____ Page text

# I'm gonna be rich!!!



## barry richardson (Apr 22, 2015)

This is the text of an email I got this morning, Looks like Lady Luck has smiled upon me

a common scam actually, but I don't have much sympathy for people who fall for it, can't cheat an honest man...

Dear Sir,
I must beg for your pardon for approaching you in this manner, I just want to ask for your help in getting back the money left in our bank by a citizen of your country who is now dead. I shall reveal his name, our bank details and that of myself to you once you accept to do this with me. This is safe and getting the money will be easy as I will use my position as the operations manager of our bank branch to influence things in our favour. The customer worked here in Thailand as a property dealer and he deposited in our bank branch the sum of nine million, two hundred and forty thousand US dollars (US $ 9,240,000) as fixed deposit in 1996 for a period of two years and this deposit has not. been claimed as I write you. It is the routine of our bank to transfer all deposits that have been inactive for this length of time to the government's account. The depositor did not mention any beneficiary or a next of kin at the time of deposit and you can therefore fit in as the beneficiary regardless of your relationship with him. I have on my own undertaken an independent investigation to know his whereabouts since there is no one else to contact and I realized that he died since early 1997 as a result of heart related illness. I have gone to his last known address and everyone that knew him confirmed he was dead but no one knew of his country of origin. I also inquired from the registrar of deaths, his death was registered and there is no known relative of him as well. I want you to apply as the beneficiary of the deceased in the capacity of his friend in order to claim the deposit from our bank since there is no known relative of him.
Due to the way our bank works, it is only someone outside of Thailand that can successfully make the claim. It does not matter if you knew him or not, it does not matter if you had any kind of relationship with him or not, I will guide you all the way until the claim is made. It is not a matter of being greedy, we are not hurting anyone by making this claim and it is not the best to leave the money to eventually end up in the hands of few corrupt government officials while we have the opportunity to live better with the. money when claimed. This transaction is a risk free one and as the operations manager of our bank, the final approval of your application will be done by me. Once I approve it, you will have the right to claim the money. We will share the money into two equal parts (50:50) when the claim is made and I will come over to your country for my own share of the money. Right now, I have all the copies of documents relating to the deposit he made that you will file to back up this claim. All I require is your sincerity and honest cooperation to enable us make this claim successfully and we have to do this within the shortest time possible because the money will be reverted to the government's account if not claimed now.
If you are willing to do this with me, you are to confirm the follow information of yours to me:.
1. Full Names:
2. Residential Address:
3. City:
4. Postal Code:
5. State / Province:
6. Phone Number:
Upon the receipt of the above information, I shall inform you on what next to do to make sure we get the money. I am waiting for your details in order to move to the next step towards getting the money. Thank you.

________
____ Dataset records

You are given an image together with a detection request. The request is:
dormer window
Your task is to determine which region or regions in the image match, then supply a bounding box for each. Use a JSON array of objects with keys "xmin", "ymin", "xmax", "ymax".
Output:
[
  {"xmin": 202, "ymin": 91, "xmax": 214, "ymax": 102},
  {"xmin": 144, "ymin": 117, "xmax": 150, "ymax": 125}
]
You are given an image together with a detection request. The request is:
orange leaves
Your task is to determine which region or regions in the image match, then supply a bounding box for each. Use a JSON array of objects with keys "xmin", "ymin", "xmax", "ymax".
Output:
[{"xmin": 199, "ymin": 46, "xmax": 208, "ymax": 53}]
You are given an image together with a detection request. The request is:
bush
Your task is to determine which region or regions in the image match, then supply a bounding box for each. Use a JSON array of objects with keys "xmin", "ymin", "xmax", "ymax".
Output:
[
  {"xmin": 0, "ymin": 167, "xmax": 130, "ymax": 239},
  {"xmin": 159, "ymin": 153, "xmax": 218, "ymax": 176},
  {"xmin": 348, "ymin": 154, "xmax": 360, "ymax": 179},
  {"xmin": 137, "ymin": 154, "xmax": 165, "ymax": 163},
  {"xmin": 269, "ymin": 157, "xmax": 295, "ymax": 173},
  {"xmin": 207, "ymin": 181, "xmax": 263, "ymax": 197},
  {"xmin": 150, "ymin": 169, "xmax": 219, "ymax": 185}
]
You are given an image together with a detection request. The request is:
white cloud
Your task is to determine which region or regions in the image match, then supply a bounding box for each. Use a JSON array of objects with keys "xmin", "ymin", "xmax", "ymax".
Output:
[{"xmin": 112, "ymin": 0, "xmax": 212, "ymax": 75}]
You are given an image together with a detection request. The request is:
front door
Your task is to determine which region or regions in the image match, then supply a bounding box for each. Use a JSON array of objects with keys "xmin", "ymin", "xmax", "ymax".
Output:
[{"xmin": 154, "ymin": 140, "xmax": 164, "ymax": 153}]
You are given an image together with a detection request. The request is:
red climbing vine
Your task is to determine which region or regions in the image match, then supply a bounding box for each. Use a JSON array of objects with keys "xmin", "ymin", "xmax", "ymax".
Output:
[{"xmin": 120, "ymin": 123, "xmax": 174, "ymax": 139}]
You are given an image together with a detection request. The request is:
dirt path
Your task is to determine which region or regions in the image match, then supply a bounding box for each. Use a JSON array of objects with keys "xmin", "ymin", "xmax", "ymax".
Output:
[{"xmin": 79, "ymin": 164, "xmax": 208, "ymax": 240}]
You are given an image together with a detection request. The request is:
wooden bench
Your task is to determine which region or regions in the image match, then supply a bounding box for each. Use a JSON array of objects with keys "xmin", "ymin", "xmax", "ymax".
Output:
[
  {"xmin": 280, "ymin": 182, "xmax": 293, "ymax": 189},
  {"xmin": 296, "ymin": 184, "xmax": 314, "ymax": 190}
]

________

Reproduce word for word the part of the scam email post starting at "This is the" and ending at "an honest man...".

This is the text of an email I got this morning, Looks like Lady Luck has smiled upon me

a common scam actually, but I don't have much sympathy for people who fall for it, can't cheat an honest man...